TRABAJO POR HACER:
1. Reproduce literalmente el fragmento de la reseña que comienza con las palabras "El alcohol como combustible" y termina con "una gran película.".
2. Traduce al inglés esta oración de la reseña: "Una idea interesante que no termina de plasmarse en una gran película."

TEXTO DEL EJERCICIO:
* * *
El alcohol como combustible
Comedia de enredos, hace de la celebración un motivo amargo y melancólico, bisagra entre una adolescencia que no terminó de irse y los temores de una adultez inminente. Una idea interesante que no termina de plasmarse en una gran película.
Los descontroles generados por el –o la búsqueda de– exceso etílico reverdecen en los últimos años de la comedia americana, convirtiéndose, en la mayor parte de los casos, en disparadores de las acciones posteriores. La recurrencia no impide, sin embargo, que muchas de esas películas lo utilicen como característica constitutiva de sus criaturas, además de síntoma directo de un estadio emocional: el imperioso deseo de emborracharse de los chicos de Supercool o el rompan todo de Proyecto X no eran sino la forma en que los protagonistas intentaban paliar los suplicios de la impopularidad, mientras que en las dos ¿Qué pasó ayer? operaba como válvula de escape ante una insatisfacción generalizada. Algo más o menos similar ocurre con 21 La gran fiesta. Comedia de enredos con el alcohol como principal elemento de combustión, la ópera prima de Jon Lucas y Scott Moore, nada casualmente guionistas de The hangover, hace de la fiesta un motivo amargo y melancólico, bisagra entre una adolescencia que no terminó de irse y los temores de una adultez inminente. Lástima que aquí, a diferencia de los otros casos, la inteligencia se limite a la tematización antes que a la constitución de su forma.
* * *
MATERIAL PROPORCIONADO:
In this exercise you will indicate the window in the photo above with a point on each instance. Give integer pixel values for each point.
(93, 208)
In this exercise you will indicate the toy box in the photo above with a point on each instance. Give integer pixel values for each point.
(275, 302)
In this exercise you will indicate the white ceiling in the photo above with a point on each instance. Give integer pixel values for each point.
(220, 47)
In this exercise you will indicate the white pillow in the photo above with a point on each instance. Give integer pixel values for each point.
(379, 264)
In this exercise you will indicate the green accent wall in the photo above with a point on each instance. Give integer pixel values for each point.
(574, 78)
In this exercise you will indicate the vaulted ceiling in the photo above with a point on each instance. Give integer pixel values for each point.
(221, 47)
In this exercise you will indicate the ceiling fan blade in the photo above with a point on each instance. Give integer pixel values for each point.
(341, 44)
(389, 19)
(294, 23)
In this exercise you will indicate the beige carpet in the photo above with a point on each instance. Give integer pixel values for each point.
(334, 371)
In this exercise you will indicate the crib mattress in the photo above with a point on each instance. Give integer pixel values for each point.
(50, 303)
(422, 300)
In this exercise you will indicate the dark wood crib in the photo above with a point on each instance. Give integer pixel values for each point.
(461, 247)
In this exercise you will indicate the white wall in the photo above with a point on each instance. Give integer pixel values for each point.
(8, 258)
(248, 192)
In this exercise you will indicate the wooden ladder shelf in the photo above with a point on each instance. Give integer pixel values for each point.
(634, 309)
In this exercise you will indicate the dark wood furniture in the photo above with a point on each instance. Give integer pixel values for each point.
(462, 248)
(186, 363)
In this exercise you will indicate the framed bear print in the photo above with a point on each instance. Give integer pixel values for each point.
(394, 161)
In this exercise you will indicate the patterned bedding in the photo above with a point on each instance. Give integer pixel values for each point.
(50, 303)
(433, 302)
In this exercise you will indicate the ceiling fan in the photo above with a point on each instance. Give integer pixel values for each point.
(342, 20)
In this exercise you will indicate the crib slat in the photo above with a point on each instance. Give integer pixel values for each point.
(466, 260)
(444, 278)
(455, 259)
* * *
RESPUESTAS NUMERADAS:
1.
El alcohol como combustible
Comedia de enredos, hace de la celebración un motivo amargo y melancólico, bisagra entre una adolescencia que no terminó de irse y los temores de una adultez inminente. Una idea interesante que no termina de plasmarse en una gran película.

2. An interesting idea that never quite takes shape as a great film.